### STORED ROWS
= = = = = = =
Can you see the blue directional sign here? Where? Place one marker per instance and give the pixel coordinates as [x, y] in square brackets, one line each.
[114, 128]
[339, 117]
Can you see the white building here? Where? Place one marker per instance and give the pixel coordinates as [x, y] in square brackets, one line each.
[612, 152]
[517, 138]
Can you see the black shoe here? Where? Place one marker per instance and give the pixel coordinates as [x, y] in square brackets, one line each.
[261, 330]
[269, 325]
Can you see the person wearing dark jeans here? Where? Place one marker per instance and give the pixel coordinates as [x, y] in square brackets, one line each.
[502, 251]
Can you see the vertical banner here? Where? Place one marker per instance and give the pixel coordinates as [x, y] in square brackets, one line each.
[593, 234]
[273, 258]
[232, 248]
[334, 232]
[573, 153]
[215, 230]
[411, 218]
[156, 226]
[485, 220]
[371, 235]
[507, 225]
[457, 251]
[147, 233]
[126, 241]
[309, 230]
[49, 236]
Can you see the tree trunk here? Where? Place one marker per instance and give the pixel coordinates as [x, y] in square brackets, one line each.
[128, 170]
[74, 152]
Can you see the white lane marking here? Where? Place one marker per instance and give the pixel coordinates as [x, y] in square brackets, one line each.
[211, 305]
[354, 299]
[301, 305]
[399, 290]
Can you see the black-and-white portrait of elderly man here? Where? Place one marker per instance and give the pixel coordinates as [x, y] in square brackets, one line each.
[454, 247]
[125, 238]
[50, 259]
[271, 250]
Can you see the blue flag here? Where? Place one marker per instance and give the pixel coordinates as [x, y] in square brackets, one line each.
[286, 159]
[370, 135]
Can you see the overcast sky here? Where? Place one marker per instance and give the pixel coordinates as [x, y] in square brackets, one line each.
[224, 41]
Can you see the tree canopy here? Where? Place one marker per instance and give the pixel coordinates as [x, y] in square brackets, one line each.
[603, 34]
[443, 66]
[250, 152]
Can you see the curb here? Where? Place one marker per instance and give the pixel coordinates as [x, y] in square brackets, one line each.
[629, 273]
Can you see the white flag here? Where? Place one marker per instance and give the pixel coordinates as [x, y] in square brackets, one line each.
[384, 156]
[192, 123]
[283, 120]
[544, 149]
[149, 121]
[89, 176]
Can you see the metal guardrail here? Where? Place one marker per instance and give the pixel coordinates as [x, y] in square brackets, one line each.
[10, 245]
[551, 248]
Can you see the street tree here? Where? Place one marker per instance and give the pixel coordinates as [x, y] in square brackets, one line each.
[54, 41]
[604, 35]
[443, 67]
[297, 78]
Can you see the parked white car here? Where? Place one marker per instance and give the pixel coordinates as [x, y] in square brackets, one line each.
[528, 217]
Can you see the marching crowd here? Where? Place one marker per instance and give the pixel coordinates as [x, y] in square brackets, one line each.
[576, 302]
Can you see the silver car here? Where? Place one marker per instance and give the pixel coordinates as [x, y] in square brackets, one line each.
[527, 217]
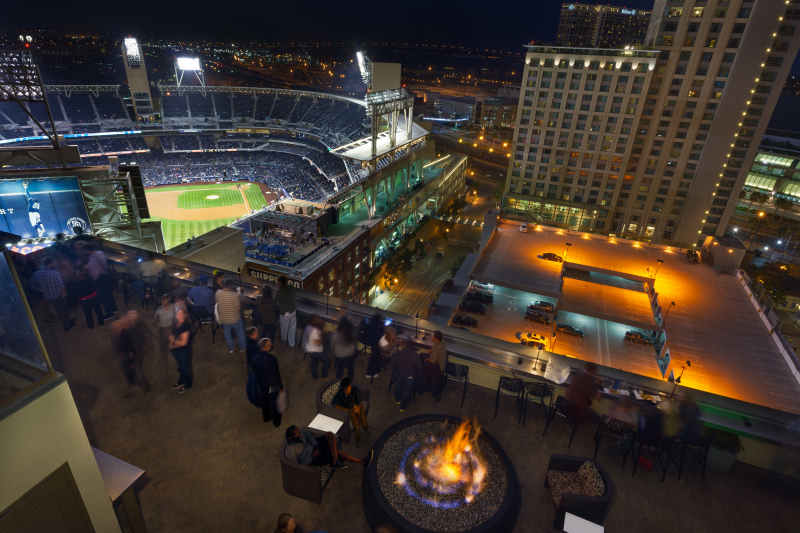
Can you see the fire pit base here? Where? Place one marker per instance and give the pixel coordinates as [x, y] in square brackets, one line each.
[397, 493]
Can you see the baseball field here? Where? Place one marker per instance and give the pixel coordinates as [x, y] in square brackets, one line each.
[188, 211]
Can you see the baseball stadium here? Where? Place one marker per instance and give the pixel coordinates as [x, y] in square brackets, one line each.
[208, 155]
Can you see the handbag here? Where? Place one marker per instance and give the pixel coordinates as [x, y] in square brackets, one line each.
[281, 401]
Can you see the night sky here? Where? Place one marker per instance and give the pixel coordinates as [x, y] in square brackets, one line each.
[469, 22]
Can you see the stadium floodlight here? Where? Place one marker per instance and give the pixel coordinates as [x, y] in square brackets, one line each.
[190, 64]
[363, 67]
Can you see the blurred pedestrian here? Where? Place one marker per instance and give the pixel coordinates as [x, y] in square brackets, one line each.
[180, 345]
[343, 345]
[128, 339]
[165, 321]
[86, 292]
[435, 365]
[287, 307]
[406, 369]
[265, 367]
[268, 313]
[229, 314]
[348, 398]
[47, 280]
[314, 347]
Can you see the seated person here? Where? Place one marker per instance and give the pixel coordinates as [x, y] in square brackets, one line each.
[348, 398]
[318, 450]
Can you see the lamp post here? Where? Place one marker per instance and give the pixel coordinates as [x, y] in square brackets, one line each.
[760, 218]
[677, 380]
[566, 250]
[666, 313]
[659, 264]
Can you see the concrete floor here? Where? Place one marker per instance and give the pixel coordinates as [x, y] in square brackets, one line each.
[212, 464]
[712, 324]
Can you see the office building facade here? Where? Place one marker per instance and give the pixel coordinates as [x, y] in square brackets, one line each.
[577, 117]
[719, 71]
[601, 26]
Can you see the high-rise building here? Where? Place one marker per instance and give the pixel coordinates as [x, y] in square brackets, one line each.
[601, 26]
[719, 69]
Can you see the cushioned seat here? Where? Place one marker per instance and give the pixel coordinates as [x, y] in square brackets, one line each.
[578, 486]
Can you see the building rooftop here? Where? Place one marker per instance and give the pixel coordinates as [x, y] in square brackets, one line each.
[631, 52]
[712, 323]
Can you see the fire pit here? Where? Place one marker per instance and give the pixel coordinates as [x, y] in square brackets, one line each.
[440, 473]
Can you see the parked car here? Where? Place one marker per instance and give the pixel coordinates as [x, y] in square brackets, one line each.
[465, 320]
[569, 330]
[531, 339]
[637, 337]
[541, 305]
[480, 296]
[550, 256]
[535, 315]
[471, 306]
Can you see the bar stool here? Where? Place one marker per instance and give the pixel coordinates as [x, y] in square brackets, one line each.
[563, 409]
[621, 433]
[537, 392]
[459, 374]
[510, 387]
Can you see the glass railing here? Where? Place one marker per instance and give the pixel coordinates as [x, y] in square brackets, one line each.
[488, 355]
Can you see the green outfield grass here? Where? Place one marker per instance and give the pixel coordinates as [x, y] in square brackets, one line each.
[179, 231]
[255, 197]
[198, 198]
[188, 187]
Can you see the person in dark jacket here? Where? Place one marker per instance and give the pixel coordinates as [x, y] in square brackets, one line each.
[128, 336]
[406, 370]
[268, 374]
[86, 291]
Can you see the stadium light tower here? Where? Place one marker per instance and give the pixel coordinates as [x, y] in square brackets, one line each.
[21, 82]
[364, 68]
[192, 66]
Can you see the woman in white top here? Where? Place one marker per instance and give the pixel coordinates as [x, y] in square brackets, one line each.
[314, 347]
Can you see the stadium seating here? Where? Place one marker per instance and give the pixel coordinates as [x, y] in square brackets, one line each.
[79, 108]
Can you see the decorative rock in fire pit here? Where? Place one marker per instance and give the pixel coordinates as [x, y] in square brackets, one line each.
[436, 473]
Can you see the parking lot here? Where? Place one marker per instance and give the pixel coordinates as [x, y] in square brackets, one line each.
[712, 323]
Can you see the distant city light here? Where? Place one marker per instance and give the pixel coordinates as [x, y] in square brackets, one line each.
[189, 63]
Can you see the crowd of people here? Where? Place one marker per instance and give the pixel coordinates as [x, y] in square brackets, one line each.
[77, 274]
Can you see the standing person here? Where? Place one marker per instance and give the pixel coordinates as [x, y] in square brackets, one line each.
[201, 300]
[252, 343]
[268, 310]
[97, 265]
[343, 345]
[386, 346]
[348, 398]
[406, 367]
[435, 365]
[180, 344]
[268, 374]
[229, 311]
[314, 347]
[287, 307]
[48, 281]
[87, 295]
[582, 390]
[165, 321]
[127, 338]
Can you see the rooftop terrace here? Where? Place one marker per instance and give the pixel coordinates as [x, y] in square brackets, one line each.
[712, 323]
= = = = = = =
### TASK PROMPT
Copy the listing exactly. Any image in it stays out of the copy.

### EXPECTED ANSWER
Can you see the blue directional sign here? Where? Place one marker per instance and give the pixel coordinates as [x, y] in square brackets, one line each.
[114, 128]
[339, 117]
Can you see the white building here? Where? Place one marker per instance and give the pixel coordinates as [x, y] in square brackets, one line each.
[612, 152]
[517, 138]
Can you see the black shoe here? Where? Place one marker per instance and give the pixel coordinates as [x, y] in square brackets, one line each.
[261, 330]
[269, 325]
Can you see the person wearing dark jeans here? Where? Place one marker per instance and give the pixel coordinates as [x, y] in square brackets, one line each.
[502, 251]
Can you see the vertical banner here? Where? Place one marker per instance and give the pixel coordinates as [x, y] in square brackets, one line each.
[593, 234]
[273, 258]
[232, 248]
[334, 232]
[573, 153]
[215, 230]
[411, 218]
[156, 226]
[485, 220]
[371, 235]
[507, 225]
[457, 251]
[147, 233]
[126, 241]
[309, 230]
[49, 236]
Can you see the tree trunk here? Where? Place one marker per instance and give the pixel coordinates as [x, y] in square brackets, one line each.
[128, 170]
[74, 152]
Can you see the white lane marking here? Where? Place one marker per instance and give the pixel coordinates as [x, y] in square brackets, one line each.
[211, 305]
[354, 299]
[301, 305]
[399, 290]
Can you see the black-and-white portrait of elderly man here? Where? Place one marker per instance and give the pixel coordinates as [x, y] in square brackets, one line each.
[454, 247]
[125, 238]
[50, 259]
[271, 250]
Can you see the blue flag here? Where? Place one marker per instance and give the pixel coordinates as [x, y] in square brackets, one line each.
[286, 159]
[370, 135]
Can you see the overcast sky here? Where? Place one marker per instance and give the pixel coordinates as [x, y] in square brackets, one line each.
[224, 41]
Can you see the tree canopy here? Where? Place one marker per instance and give the pixel coordinates as [x, y] in square brackets, one line each.
[603, 34]
[443, 66]
[250, 152]
Can you see the curb here? Where? Place one marker per instance and give the pixel coordinates as [x, y] in square brackets, one line each.
[629, 273]
Can you see the white flag here? Where? Place one marker per instance and give the pixel coordinates as [x, y] in square brackets, one line each.
[384, 156]
[192, 123]
[283, 120]
[544, 149]
[149, 121]
[89, 176]
Can you see the metal guardrail here? Where? Place one marker per instance and give the pixel coordinates as [x, y] in square brackets, one line each.
[10, 245]
[551, 248]
Can you see the street tree here? Where? Place one marker per instance and give the pixel coordinates as [x, y] in square brackets, one line each.
[54, 41]
[604, 35]
[443, 67]
[297, 78]
Can you see the parked white car here? Where? Place one marker per instance and give the pixel coordinates as [x, y] in square brackets, one line each.
[528, 217]
Can you see the marching crowd here? Where? Place one marker per instance and give the pixel coordinates as [x, y] in square brackets, one line each.
[576, 302]
Can you see the silver car here? Where? Place one marker per instance and give the pixel coordinates as [x, y] in square brackets, one line each.
[527, 217]
Can you see the fire pit base here? Where? Place one marker per instance and give the pixel coordinates as [x, y] in square brackets, one line each.
[397, 493]
Can you see the baseball field here? Where? Place one marker per instance and give the pixel coordinates as [x, y] in square brackets, one line each.
[188, 211]
Can you see the baseball stadium here? Where? Place one marker per instance and give the pixel coordinates as [x, y] in square brackets, one line each.
[208, 155]
Can you see the handbag here? Where? Place one marker per instance and give the pixel coordinates as [x, y] in square brackets, one line each.
[281, 401]
Can you see the night sky here? Where? Place one marker per instance and give the pixel coordinates as [x, y] in square brackets, one line each.
[469, 22]
Can you see the stadium floodlight here? Where? Place one marker per instance and give the pixel coordinates as [x, y] in square brackets, one line each.
[190, 64]
[363, 67]
Can you see the blurred pedestrian here? Where? Place one marker per instance and give the pixel coordinates as [x, y] in square brackets, one line each.
[180, 345]
[343, 345]
[128, 339]
[165, 321]
[86, 292]
[435, 365]
[287, 307]
[406, 369]
[265, 367]
[268, 313]
[229, 314]
[348, 398]
[47, 280]
[314, 347]
Can you see the seated person here? Where? Place one marker per instance and give the pixel coordinates as [x, y] in square brackets, one line each.
[348, 398]
[318, 450]
Can you see the lamp post here? Where? Place one marker per instance and give the pixel coordinates as [x, y] in square brackets, one line each.
[760, 218]
[677, 380]
[566, 250]
[666, 313]
[659, 264]
Can you see the concrete floor here? Where? Place one marker per instance and give the pixel coordinates as [x, y] in square brackets, one line each.
[212, 464]
[712, 324]
Can you see the office building facade here? Where? Place one marker per instance and give the pixel coordinates as [x, y] in square brackets, one line each.
[577, 117]
[719, 71]
[601, 26]
Can you see the high-rise building here? Where? Place one marker per instance and give the pixel coordinates as [x, y] in square brackets, one line each.
[601, 26]
[719, 69]
Can you see the cushioned seat here? Where? Place one marker per instance and give the pixel coordinates as [x, y] in square brackets, one line each.
[578, 486]
Can you see the building rooftop here? Where? Place one marker per instance and give the pixel coordinates as [x, y] in square brackets, one line each.
[631, 52]
[712, 323]
Can you see the fire pit here? Where? Place one marker per instance and give the pixel coordinates as [x, y] in square brackets, one line each.
[440, 473]
Can you see the parked car here? Where? Place one marker per instance and give the pixel coordinates as [x, y] in square brackets, one line each.
[465, 320]
[569, 330]
[531, 339]
[637, 337]
[541, 305]
[480, 296]
[550, 256]
[535, 315]
[471, 306]
Can you see the bar stool here? Where? Place one marker per instance and give the pixel coordinates as [x, y] in square brackets, one line each.
[563, 409]
[621, 433]
[537, 392]
[459, 374]
[510, 387]
Can you see the glass railing here? Where? Place one marker per instance and give the pixel coordinates as [x, y] in square brackets, one line each.
[488, 355]
Can you see the green outfield grass here? Where? Place one marker per instance and give the pixel coordinates as [x, y] in square brackets, one line each.
[179, 231]
[255, 197]
[198, 198]
[188, 187]
Can you see the person in dark jacket here? Where? Place one marker per instance and give the pixel coordinates as [x, y] in square brackets, one line each.
[128, 336]
[406, 370]
[268, 374]
[86, 291]
Can you see the stadium light tower here? Where? Place one marker per instance and give the pixel coordinates as [x, y] in square brackets, one line each.
[21, 82]
[364, 68]
[192, 66]
Can you see the woman in white top here? Where? Place one marker per instance and give the pixel coordinates as [x, y] in square brackets, one line each.
[314, 347]
Can you see the stadium seating here? Where? Place one marker per instance and give the pixel coordinates as [x, y] in square brackets, one line each.
[79, 108]
Can you see the decorative rock in fire pit here? Where? Place one marker per instance and give the pixel coordinates as [x, y] in square brackets, one line each.
[436, 473]
Can you see the parking lot here? Where? Place one marker per instance and give the pixel coordinates as [x, y] in square brackets, one line each.
[712, 323]
Can you see the distant city light here? Where? Place one marker per instance and give the pixel coordinates as [x, y] in square brackets, one line each.
[189, 63]
Can you see the crowd of people here? Where? Place one marker per instance and give the pixel coordinates as [x, y] in square brackets, one line each.
[77, 274]
Can you see the standing person here? Where? Place one marker per instance and give the pixel coordinates as [x, y] in square brackets, one line each.
[201, 300]
[252, 343]
[268, 310]
[97, 265]
[343, 345]
[386, 346]
[348, 398]
[406, 367]
[435, 365]
[180, 344]
[268, 374]
[229, 311]
[314, 347]
[287, 307]
[48, 281]
[87, 295]
[582, 390]
[165, 321]
[127, 338]
Can you see the rooftop terrace here? Where? Place one marker per instance and give the pixel coordinates as [x, y] in square brackets, one line each.
[712, 323]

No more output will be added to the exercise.